Copy the data verbatim, beginning at its first line and continuing through the line that contains "Return the mask", with both of those lines included.

[Extracted data entries]

— BEGIN —

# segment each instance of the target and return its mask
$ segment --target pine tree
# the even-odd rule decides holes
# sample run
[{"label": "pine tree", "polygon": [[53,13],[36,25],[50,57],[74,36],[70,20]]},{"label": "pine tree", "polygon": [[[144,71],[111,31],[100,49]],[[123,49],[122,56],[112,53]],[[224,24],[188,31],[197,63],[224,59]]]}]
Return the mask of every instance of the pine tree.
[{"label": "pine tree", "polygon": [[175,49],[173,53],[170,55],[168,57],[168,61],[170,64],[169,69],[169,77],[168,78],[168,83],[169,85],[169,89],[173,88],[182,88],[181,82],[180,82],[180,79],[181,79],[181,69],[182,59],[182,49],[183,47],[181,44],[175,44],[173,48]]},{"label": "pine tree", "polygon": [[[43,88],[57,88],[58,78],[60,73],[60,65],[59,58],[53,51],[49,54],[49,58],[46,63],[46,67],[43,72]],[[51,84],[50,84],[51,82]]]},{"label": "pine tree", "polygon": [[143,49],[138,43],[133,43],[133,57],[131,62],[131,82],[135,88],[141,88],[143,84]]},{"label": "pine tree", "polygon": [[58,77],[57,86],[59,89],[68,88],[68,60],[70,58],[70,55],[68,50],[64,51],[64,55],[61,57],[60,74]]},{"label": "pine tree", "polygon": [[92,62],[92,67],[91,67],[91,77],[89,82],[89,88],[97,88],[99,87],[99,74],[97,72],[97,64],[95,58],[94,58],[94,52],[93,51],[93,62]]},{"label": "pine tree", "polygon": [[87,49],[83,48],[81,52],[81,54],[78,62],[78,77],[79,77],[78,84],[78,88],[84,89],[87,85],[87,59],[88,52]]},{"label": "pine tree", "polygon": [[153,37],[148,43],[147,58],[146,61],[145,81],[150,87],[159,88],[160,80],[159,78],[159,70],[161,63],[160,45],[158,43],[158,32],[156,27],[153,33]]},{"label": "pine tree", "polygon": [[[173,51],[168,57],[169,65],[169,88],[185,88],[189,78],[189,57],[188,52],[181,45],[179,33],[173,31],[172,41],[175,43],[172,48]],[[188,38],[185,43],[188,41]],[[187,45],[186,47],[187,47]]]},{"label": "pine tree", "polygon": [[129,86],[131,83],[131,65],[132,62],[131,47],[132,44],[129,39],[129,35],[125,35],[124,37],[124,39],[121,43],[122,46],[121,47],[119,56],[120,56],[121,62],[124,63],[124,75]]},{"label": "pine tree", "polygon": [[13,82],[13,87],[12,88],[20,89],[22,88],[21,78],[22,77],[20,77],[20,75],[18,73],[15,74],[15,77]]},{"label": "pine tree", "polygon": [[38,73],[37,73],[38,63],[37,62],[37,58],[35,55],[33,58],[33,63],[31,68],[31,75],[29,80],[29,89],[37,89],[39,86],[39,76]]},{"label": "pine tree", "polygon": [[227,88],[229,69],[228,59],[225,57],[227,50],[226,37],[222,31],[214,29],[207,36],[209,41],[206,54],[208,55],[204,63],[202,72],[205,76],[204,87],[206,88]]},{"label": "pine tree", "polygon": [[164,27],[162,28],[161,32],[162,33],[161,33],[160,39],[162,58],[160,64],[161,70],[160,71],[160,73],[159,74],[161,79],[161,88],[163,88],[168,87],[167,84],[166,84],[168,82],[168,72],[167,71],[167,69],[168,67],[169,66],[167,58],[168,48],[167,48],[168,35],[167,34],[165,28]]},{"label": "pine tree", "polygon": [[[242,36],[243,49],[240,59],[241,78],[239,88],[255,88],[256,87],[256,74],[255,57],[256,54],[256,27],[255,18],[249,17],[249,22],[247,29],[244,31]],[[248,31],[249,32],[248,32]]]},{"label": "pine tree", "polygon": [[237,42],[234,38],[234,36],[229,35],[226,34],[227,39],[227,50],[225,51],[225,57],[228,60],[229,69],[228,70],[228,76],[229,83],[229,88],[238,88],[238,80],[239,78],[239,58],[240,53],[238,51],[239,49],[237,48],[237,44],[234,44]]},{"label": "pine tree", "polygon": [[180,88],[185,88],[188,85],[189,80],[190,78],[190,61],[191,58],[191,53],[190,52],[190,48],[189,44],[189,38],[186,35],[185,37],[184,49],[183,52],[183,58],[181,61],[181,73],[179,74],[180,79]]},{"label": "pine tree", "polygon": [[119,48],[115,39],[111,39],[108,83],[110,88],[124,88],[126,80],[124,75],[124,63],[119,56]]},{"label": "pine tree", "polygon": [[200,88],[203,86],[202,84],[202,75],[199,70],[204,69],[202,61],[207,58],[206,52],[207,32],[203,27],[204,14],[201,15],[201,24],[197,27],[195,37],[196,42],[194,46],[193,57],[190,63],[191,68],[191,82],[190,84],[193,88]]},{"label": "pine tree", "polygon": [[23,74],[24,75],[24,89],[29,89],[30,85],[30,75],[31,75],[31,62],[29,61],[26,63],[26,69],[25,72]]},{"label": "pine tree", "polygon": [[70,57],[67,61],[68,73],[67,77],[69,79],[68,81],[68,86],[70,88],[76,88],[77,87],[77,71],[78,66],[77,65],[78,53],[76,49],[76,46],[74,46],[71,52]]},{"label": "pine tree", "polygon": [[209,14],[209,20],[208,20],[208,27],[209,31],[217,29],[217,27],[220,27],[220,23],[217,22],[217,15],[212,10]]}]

— END —

Solution to this exercise:
# segment each instance of the target and return its mask
$ segment --target pine tree
# the even-odd rule decides holes
# sample run
[{"label": "pine tree", "polygon": [[53,13],[36,25],[50,57],[74,36],[70,20]]},{"label": "pine tree", "polygon": [[[144,71],[111,31],[100,49]],[[123,49],[122,56],[112,53]],[[224,24],[188,31],[197,63],[224,59]]]}]
Return the mask of every instance of the pine tree.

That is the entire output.